TESTO SELEZIONATO »
*-*-*
Altre ipotesi sono previste dal codice civile (articolo 2920) a carico del creditore che ha agito in mala fede verso il terzo espropriato e dalla legge fallimentare (articolo 21, terzo comma) a carico del creditore istante che colposamente ha chiesto la dichiarazione di un fallimento poi revocato.

Una dottrina[1] ritiene che quella processuale non sia una forma di responsabilità extracontrattuale, ma una figura autonoma di responsabilità regolata in via esclusiva dalla legge processuale. Dottrina maggioritaria ritiene invece di non poter condividere tale impostazione, considerando come le norme processuali prevedono dei casi di responsabilità, ma non costruiscono un sistema disciplinare per gli stessi, che quindi necessariamente s'innestano nello schema tipico dell'illecito civile e dei suoi principi cardine. In ogni caso, la dottrina dominante non riconduce però questa forma di responsabilità a quella aquiliana ex articolo 2043, ma la considera, accanto agli altri casi di responsabilità civile, un illecito extracontrattuale[2]. Precisamente, si rileva, è una forma di responsabilità riferita a casi di illecita invasione dell'altrui sfera giuridica, basati però sugli specifici presupposti indicati dalle norme processuali. La responsabilità processuale difende dunque l'interesse del cittadino a non subire azioni o resistenze processuali infondate: per la giurisprudenza, questo interesse fonda un diritto soggettivo (il cosiddetto diritto di non subire turbative processuali).

Disciplina[modifica | modifica wikitesto]

Malgrado vi siano una giurisprudenza ed una dottrina[3] che considerano la responsabilità processuale regolata solo dalle norme che la prevedono, senza possibilità di riferimenti alla normativa più generale dell'illecito civile, altra dottrina[4] si attesta su posizioni antitetiche e considera che l'inquadramento della responsabilità processuale entro la categoria dei fatti illeciti impone l'applicazione delle norme che li regolano, dovendosi operare la seguente ripartizione: alle norme processuali resta riservata la disciplina dei peculiari presupposti di tale responsabilità e della competenza del giudice, mentre alle norme sull'illecito extracontrattuale è rimessa la regolamentazione concernente il rapporto eziologico tra fatto e danno, le esimenti, l'incapacità naturale.
*-*-*
DATI DISPONIBILI »
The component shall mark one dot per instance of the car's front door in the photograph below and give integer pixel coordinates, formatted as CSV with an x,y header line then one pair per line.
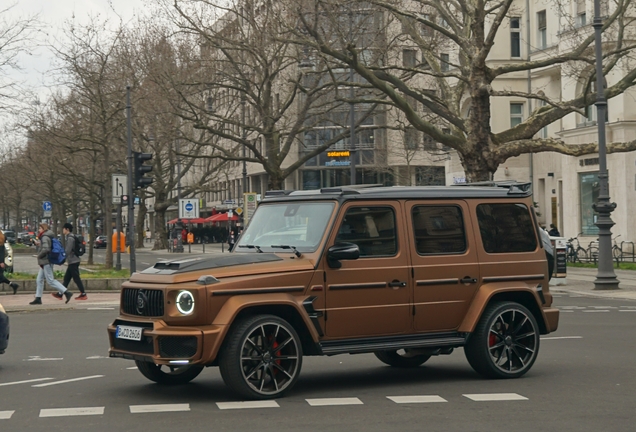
*-*-*
COMPITI DA SVOLGERE »
[A] Secondo il testo sulla responsabilità processuale, quale articolo della legge fallimentare pone la responsabilità a carico del creditore istante che ha chiesto colposamente un fallimento poi revocato?
[B] Prosegui il testo sulla responsabilità processuale dopo la sua ultima frase.
L'elenco non ha alcun legame con il testo sulla responsabilità processuale.

RISPOSTE AI COMPITI »
[A] L'articolo 21, terzo comma.

[B]
Carico delle spese[modifica | modifica wikitesto]

Le spese processuali possono gravare sulla parte sia in termini di rimborso dell'altra, sia in termini di sopportazione delle spese proprie. Di regola, le spese seguono la soccombenza, con la parte sconfitta nel giudizio che sopporta le spese che ha sostenuto e rimborsa quelle sofferte dall'altra (tranne però quelle eccessive e superflue). In caso di soccombenza reciproca o quando ricorrono giusti motivi, il giudice può compensare in tutto o in parte le spese fra i soggetti del giudizio. La parte che ha violato il dovere di lealtà e probità deve rimborsare all'altra le spese anche se risulta vittoriosa nel giudizio: rimborserà, allora, le spese conseguenti alla sua slealtà. Anche la parte che ha agito con mala fede o colpa grave è obbligata al rimborso. La regola base, per la quale le spese seguono la soccombenza, ha indotto autorevole dottrina[5] a parlare di ipotesi di responsabilità oggettiva.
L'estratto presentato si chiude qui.